* begin RECORD SET *

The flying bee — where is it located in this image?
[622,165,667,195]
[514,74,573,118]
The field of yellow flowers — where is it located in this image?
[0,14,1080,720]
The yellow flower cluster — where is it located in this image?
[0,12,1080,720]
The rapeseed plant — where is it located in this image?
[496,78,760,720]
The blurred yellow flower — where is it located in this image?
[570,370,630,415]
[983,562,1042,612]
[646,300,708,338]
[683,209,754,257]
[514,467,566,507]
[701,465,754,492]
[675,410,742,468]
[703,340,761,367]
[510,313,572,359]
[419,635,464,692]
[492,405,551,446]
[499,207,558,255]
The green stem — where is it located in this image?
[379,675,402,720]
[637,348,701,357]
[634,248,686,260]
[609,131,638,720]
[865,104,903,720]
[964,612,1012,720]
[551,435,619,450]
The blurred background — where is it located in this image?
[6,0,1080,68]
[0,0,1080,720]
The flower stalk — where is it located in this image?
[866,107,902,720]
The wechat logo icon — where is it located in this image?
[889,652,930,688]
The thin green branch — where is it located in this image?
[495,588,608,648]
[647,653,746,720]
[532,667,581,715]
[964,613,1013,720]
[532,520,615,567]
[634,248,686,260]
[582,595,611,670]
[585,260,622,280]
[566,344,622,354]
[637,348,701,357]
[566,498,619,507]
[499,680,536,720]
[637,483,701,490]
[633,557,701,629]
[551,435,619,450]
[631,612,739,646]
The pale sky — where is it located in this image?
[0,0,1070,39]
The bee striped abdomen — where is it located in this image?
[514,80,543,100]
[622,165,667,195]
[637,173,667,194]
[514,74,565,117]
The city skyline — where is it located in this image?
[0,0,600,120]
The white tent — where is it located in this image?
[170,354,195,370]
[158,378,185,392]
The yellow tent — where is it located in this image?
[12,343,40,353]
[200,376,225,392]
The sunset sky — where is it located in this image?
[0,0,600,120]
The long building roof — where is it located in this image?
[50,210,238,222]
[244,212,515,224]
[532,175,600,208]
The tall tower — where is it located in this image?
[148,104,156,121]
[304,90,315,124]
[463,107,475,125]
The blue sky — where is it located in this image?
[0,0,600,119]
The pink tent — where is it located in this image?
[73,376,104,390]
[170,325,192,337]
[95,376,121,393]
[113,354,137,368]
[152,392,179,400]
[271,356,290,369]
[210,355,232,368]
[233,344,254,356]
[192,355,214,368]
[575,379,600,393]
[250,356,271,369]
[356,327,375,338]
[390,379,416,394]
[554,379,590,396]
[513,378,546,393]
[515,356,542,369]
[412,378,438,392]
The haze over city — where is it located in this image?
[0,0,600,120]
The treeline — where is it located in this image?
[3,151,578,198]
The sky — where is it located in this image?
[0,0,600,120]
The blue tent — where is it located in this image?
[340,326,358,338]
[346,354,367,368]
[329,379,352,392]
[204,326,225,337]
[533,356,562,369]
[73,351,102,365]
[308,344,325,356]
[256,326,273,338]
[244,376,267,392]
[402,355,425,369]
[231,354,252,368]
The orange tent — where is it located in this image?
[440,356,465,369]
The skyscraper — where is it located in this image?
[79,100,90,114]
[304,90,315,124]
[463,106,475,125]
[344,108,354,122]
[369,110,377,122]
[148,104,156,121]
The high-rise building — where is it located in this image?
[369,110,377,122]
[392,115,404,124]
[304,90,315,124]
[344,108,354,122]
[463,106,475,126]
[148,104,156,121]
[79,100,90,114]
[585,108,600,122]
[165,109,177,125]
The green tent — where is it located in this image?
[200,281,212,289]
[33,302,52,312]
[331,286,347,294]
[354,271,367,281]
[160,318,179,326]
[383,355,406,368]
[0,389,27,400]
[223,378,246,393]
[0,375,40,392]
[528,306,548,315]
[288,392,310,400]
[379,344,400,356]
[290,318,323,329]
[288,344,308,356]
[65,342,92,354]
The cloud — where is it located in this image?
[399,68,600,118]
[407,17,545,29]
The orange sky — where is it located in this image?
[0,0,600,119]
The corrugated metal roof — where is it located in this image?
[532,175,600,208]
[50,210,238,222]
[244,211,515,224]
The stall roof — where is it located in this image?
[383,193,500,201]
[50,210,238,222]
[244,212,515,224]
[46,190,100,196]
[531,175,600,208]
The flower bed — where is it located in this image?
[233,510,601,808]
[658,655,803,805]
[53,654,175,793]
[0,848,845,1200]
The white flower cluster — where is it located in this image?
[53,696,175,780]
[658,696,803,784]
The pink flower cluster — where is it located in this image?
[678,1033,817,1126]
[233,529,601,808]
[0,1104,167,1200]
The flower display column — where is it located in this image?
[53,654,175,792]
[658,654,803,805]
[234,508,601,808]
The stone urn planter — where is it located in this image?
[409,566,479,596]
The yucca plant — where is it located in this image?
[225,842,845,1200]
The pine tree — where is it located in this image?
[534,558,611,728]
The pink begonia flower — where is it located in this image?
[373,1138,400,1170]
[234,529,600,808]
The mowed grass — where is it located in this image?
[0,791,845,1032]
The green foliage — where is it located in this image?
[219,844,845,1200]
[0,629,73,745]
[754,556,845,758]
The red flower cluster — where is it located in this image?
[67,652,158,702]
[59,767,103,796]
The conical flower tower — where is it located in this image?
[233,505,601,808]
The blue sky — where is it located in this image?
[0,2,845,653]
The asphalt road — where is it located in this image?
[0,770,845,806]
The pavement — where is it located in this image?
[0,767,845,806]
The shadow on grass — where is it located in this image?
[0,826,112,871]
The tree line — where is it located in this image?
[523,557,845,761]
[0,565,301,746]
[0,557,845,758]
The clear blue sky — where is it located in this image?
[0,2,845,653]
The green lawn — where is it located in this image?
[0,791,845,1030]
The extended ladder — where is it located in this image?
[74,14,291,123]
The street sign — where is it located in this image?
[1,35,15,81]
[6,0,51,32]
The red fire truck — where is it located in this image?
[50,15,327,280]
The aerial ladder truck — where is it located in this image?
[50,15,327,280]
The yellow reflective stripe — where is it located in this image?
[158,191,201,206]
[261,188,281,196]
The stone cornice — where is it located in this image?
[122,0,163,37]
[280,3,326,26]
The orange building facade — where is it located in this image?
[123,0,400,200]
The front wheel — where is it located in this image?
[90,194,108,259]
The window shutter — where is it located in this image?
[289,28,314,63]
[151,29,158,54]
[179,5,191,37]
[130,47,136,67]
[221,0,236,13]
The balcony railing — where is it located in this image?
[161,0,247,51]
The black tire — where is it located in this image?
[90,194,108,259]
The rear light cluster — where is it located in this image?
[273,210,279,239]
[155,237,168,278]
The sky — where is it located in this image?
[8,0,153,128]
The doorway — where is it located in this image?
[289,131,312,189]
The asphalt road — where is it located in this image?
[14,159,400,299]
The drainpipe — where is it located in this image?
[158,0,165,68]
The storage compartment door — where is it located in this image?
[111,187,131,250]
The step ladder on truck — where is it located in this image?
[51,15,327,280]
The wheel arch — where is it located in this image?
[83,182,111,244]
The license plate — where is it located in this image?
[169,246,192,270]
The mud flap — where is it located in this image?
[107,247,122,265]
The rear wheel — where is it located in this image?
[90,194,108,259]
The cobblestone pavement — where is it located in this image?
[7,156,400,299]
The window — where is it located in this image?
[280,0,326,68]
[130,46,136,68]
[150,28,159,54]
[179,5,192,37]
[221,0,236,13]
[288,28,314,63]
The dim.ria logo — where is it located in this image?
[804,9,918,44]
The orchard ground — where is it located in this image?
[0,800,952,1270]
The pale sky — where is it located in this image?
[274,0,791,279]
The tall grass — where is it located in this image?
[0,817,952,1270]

* end RECORD SET *

Edit the listing above by changing every "wechat logo icon" to "WeChat logo icon", and keep all other lines exactly the same.

The flying bee — where is it located in this image?
[622,165,667,195]
[514,74,573,118]
The field of yellow flowers — where is it located in this image?
[0,14,1080,720]
The yellow flower cluster — where is it located in this image?
[0,12,1080,720]
The rapeseed plant — where is it located in this image?
[496,78,760,720]
The blurred yellow flower — where is it located in this image?
[570,370,630,415]
[983,562,1042,612]
[646,300,708,338]
[683,209,754,257]
[514,467,566,507]
[701,465,754,492]
[675,410,742,468]
[703,340,761,367]
[510,313,572,359]
[419,635,464,692]
[492,405,551,446]
[499,207,558,255]
The green stem — where is it located in this image?
[379,675,402,720]
[637,348,701,357]
[634,248,686,260]
[609,131,638,720]
[865,104,903,720]
[964,612,1012,720]
[551,435,619,450]
The blurred background — where is it located in this image?
[6,0,1080,68]
[0,0,1080,720]
The flower stalk — where is it located in this image?
[866,107,902,720]
The WeChat logo icon — where is it located in this image?
[889,652,930,688]
The thin green branch — where is it located in this image?
[495,588,608,648]
[647,653,746,720]
[532,667,581,715]
[964,613,1013,720]
[532,520,615,567]
[634,248,686,260]
[582,595,611,670]
[585,260,622,280]
[566,344,622,354]
[637,348,701,357]
[566,498,619,507]
[499,680,536,720]
[637,483,701,490]
[633,557,701,629]
[551,435,619,450]
[631,612,739,646]
The pale sky — where is it located in this image?
[0,0,1070,39]
The bee striped abdomen — where is it located in this image?
[514,80,543,100]
[622,165,667,195]
[637,173,667,194]
[514,74,565,117]
The city skyline — where is it located in this image?
[0,0,600,120]
The white tent — where is it located in this image?
[170,354,195,370]
[158,378,185,392]
The yellow tent — where is it located in this image?
[12,343,40,353]
[200,376,225,392]
The sunset sky — where is it located in this image?
[0,0,600,120]
The long building roof — where is it located in this image?
[50,210,238,222]
[244,212,515,224]
[532,175,600,208]
The tall tower — where is it located in this image?
[148,104,156,121]
[304,90,315,124]
[463,107,475,125]
The blue sky — where is it located in this image?
[0,0,600,119]
The pink tent — where is it located in this image?
[73,376,104,390]
[170,325,192,337]
[95,376,121,393]
[113,354,137,368]
[152,392,179,400]
[271,356,290,369]
[210,355,232,368]
[233,344,254,356]
[192,355,214,368]
[575,379,600,393]
[250,356,271,369]
[356,327,375,338]
[390,379,416,394]
[554,379,590,396]
[513,378,546,393]
[515,356,542,369]
[412,378,438,392]
The haze over city — where is it located in this image?
[0,0,600,120]
The treeline — where is it located in this image?
[3,151,578,198]
The sky — where is it located in this image?
[0,0,600,120]
The blue tent — where is it located in this image?
[340,326,358,338]
[346,354,367,368]
[329,379,352,392]
[204,326,225,337]
[533,356,562,369]
[73,351,102,365]
[308,344,325,356]
[256,326,273,338]
[244,376,267,392]
[402,355,425,369]
[231,354,252,368]
The orange tent — where is it located in this image?
[440,356,465,369]
The skyscraper — where is it located in this image?
[79,100,90,114]
[304,90,315,124]
[463,106,475,125]
[344,108,354,122]
[369,110,377,122]
[148,104,156,121]
The high-rise building — where is it located in this image?
[369,110,377,122]
[392,115,404,124]
[304,90,315,124]
[344,108,354,122]
[463,106,475,126]
[148,104,156,121]
[79,100,90,114]
[585,108,600,122]
[165,109,177,125]
The green tent — where is it located in this image?
[200,281,212,289]
[33,302,52,312]
[331,286,347,294]
[354,271,367,281]
[160,318,179,326]
[383,355,406,368]
[0,389,27,400]
[223,378,246,393]
[0,375,40,392]
[528,306,548,315]
[288,392,310,400]
[379,344,400,356]
[290,318,323,329]
[288,344,308,356]
[65,342,92,354]
The cloud — where is it located in this image?
[399,68,600,118]
[407,17,545,29]
The orange sky — where is it located in this image?
[0,0,600,119]
The corrugated metal roof — where is it located in this image?
[532,175,600,208]
[50,210,238,222]
[244,211,515,224]
The stall roof — where is it located in this image?
[383,193,500,201]
[50,210,238,222]
[244,212,515,224]
[46,190,100,196]
[531,175,600,208]
The flower bed — where is it located in this image?
[233,510,601,808]
[658,655,803,805]
[53,654,175,793]
[0,848,845,1200]
The white flower cluster — where is it located in this image?
[53,696,175,780]
[658,696,803,784]
The pink flower cluster — where is it located in this image?
[678,1033,817,1126]
[233,529,601,808]
[0,1104,167,1200]
The flower display column — where is it located in this image?
[53,654,175,792]
[658,654,803,805]
[234,508,601,808]
The stone urn planter — where is it located in this image?
[409,566,479,596]
The yucca plant — where is it located in this image?
[225,842,845,1200]
The pine tree — where is it located in this image?
[534,558,611,728]
The pink begonia flower — where is it located in this image?
[373,1138,400,1170]
[234,529,600,808]
The mowed grass — where is it located in this image?
[0,791,845,1032]
The green foliage — where is it located in this image?
[219,844,845,1200]
[0,629,73,745]
[754,556,845,758]
The red flower cluster — where is it located in this image?
[67,652,158,702]
[59,767,103,796]
The conical flower tower — where is it located in this image?
[233,505,601,808]
The blue sky — where is it located in this image?
[0,2,845,653]
The asphalt road — where is it located in this image?
[0,770,845,806]
The pavement — where is it located in this image?
[0,767,845,806]
The shadow on grass — where is it located in this image?
[0,826,112,871]
The tree line — where is it located in this image?
[523,557,845,761]
[0,565,301,746]
[0,557,845,758]
The clear blue sky — where is it located in this image?
[0,2,845,653]
The green lawn — where is it located in this image?
[0,791,845,1030]
The extended ladder — where is it located in this image?
[74,14,291,123]
The street sign — where is it located in this image?
[1,35,15,81]
[6,0,51,32]
The red fire truck — where is it located in this image?
[50,15,327,280]
The aerial ladder truck — where is it located in this image?
[50,15,327,280]
The yellow reflective stripe — where is it located in this image?
[158,191,201,206]
[261,188,281,196]
The stone cornice — where is it located in this image?
[122,0,163,37]
[280,3,326,26]
The orange building facade — where is it located in this image?
[123,0,400,200]
The front wheel — where is it located in this image?
[90,194,108,259]
The window shutter — where is it located in this image?
[289,28,314,63]
[151,29,158,54]
[179,5,191,37]
[130,47,136,67]
[221,0,236,13]
The balcony railing — where is it located in this image?
[161,0,247,51]
The black tire — where is it located in this image?
[90,194,108,259]
The rear light cluster — where is it located in this image?
[273,210,279,239]
[155,237,168,278]
The sky — where is it located in this image?
[8,0,153,128]
The doorway — where is it located in this image?
[289,131,312,189]
The asphalt road — where is it located in this image?
[14,159,400,299]
The drainpipe — where is it located in this image?
[158,0,165,68]
The storage compartment door — where is it located in this image?
[111,187,131,250]
The step ladder on truck — where is it located in this image?
[51,15,327,280]
The wheel arch — where is it located in this image?
[83,182,111,244]
The license plate — where is it located in this image?
[169,246,192,270]
The mud flap — where is it located in this image?
[107,247,122,265]
The rear wheel — where is it located in this image?
[90,194,108,259]
The cobblestone pavement — where is it located in this image?
[7,156,400,299]
The window — where is it located in this image?
[280,0,326,68]
[130,46,136,68]
[150,28,159,54]
[179,5,192,37]
[221,0,236,13]
[288,28,314,63]
The dim.ria logo — where is it located in this image?
[804,9,918,44]
The orchard ground — where is it located in this image?
[0,800,952,1270]
The pale sky — where is it located in this image?
[274,0,791,279]
The tall grass — where is it located in this image?
[0,817,952,1270]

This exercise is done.